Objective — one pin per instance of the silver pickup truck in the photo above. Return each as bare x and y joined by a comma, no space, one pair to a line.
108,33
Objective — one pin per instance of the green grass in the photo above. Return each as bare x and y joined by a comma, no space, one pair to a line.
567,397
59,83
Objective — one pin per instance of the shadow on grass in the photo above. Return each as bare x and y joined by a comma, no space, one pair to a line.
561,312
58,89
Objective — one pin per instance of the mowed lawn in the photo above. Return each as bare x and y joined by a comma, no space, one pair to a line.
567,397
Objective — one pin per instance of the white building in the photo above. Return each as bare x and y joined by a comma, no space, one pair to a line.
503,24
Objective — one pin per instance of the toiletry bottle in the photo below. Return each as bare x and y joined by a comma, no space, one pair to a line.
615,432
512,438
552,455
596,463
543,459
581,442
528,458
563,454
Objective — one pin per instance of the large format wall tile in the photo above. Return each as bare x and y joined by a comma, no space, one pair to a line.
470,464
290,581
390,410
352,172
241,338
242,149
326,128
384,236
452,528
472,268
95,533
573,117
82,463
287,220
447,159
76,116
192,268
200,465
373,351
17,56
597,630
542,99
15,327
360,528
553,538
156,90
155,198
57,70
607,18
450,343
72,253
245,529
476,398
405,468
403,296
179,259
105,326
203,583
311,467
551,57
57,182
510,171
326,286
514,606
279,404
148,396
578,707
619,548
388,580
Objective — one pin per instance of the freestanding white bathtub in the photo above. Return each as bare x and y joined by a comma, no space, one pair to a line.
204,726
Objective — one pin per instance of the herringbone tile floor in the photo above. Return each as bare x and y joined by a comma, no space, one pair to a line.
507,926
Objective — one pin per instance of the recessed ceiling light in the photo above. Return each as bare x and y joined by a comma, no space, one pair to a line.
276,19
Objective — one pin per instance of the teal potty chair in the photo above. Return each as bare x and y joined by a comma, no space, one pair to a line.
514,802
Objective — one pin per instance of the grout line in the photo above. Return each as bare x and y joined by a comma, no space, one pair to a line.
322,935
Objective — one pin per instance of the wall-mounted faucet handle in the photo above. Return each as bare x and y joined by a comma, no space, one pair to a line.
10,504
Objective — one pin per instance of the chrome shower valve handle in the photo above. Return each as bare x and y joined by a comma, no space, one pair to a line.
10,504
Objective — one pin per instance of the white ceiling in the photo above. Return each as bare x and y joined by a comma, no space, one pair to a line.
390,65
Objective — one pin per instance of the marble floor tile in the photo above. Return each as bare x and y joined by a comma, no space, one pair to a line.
===
#### The problem
Rename "recessed ceiling light" as "pendant ceiling light" and reproduce the data from the line containing "Objective — one pin per instance of the herringbone" through the end of the data, leaving everything else unchanged.

#### Task response
Objective — one pin per instance of the herringbone tile floor in the photo above. Return each as bare x and y joined by a comma, no space, one pair to a line.
507,926
Objective — one pin per instance of the pendant ceiling light in the photo above. Return each as bare x and y joined by a comma, no space, one pair to a line.
276,19
Objective — one pin per instance of the teal potty chair in the photo above. Return each as bare x and y joined by a comma, no space, one pair to a line.
514,802
Objective — one pin per instance of the grout line in the photo above. Return each as bare x and y joined by a comma, no space, one pair to a line.
322,935
Objective — one pin per instance of the wall-mounted faucet handle in the photo above. Return each as bare x and y joined by a comma, no space, one pair to a line.
10,504
Objective — one pin per instance of the chrome shower valve handle in the photo above. Return each as bare x and y joined by a comma, no space, one pair to a line.
10,504
Objective — one pin per instance of the white ceiling in the photo above. Return each as bare x and y joined by a comma, no space, one pair to a line.
390,65
Objective — one pin per instance of the marble floor tile in the photo above. Return each as bare x and y joined by a comma, no space, one pair to a line.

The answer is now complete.